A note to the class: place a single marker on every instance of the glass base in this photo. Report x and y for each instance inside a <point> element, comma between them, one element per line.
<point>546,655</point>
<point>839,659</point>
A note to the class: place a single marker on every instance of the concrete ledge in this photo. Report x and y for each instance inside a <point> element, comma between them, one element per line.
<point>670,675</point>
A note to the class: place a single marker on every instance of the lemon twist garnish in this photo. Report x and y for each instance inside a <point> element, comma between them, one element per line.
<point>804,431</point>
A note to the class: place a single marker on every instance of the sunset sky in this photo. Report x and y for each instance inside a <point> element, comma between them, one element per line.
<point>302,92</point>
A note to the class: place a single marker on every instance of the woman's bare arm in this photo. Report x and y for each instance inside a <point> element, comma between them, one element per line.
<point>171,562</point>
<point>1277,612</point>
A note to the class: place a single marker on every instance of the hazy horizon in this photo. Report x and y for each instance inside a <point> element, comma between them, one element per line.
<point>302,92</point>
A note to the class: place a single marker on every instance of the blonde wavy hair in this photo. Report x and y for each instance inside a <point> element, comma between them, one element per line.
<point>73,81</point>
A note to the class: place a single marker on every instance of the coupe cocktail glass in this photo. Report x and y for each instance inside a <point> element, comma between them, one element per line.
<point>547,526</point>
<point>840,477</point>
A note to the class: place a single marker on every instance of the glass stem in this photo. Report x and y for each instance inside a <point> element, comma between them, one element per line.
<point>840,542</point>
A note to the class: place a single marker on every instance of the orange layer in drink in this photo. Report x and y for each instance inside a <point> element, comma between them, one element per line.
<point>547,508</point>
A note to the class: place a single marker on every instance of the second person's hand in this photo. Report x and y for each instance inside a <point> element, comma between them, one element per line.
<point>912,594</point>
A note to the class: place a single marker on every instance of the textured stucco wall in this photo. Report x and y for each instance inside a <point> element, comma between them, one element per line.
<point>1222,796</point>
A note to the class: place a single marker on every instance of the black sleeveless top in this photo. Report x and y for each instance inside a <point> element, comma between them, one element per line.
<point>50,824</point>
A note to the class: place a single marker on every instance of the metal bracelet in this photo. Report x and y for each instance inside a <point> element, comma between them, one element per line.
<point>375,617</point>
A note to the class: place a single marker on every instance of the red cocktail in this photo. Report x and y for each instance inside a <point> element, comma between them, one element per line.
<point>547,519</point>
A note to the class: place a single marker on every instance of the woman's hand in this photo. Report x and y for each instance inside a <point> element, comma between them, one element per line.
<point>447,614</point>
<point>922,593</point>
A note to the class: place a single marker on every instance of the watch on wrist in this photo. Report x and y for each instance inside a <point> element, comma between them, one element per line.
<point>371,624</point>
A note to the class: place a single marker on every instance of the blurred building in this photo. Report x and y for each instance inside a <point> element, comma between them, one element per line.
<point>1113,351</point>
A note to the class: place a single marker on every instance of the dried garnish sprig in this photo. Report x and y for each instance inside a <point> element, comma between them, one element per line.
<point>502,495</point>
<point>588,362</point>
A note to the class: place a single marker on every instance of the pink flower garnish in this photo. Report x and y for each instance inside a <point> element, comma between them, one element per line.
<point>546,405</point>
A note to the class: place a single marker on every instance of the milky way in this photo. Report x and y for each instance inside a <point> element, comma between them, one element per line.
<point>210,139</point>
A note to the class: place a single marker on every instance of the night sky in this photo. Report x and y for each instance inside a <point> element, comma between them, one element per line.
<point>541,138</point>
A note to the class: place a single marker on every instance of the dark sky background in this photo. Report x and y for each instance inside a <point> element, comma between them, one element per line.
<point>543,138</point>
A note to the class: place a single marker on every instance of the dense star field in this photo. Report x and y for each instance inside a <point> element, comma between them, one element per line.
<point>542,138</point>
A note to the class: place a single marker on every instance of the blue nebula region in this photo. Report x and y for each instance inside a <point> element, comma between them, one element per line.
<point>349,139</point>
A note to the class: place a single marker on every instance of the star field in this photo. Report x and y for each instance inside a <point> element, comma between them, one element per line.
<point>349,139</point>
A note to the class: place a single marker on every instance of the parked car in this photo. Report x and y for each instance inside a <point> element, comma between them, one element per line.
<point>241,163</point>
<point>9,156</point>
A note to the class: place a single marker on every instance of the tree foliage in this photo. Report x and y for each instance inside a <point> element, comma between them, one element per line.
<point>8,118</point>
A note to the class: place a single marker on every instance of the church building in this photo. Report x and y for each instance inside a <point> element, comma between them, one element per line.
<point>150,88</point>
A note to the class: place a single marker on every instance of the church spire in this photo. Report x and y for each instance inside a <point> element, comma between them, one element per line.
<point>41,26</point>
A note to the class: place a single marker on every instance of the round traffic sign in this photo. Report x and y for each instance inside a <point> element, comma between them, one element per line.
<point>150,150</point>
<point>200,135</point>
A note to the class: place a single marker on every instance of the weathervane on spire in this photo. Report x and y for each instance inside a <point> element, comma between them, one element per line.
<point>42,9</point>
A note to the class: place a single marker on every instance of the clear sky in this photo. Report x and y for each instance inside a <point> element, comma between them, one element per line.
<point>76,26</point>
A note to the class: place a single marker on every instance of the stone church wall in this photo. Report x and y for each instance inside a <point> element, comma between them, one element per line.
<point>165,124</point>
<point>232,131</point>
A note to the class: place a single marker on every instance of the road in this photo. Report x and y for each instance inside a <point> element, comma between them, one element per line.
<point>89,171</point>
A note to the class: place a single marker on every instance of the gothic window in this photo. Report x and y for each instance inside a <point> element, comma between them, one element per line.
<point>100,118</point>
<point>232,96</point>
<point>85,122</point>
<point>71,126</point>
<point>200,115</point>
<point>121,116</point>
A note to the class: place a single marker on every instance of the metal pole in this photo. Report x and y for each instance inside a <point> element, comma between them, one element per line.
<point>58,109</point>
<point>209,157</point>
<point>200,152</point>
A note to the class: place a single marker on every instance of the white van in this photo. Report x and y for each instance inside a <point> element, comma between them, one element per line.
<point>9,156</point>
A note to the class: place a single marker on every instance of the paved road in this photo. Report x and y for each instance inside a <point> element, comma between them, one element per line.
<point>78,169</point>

INSTRUCTIONS TO FOLLOW -
Copy the records from the first line through the line containing "<point>670,675</point>", replacing "marker" with "dot" and leaving everything else unchanged.

SOLUTION FOR THIS EXERCISE -
A note to the class: place a single dot on every instance of the glass base in this photo. Report x and y for each instance inside a <point> element, comma between them, one element per line.
<point>546,655</point>
<point>839,659</point>
A note to the class: place a single dot on every instance of the concrete ledge in this photo. Report x and y for each instance inside a <point> element, comma between them, one element per line.
<point>670,675</point>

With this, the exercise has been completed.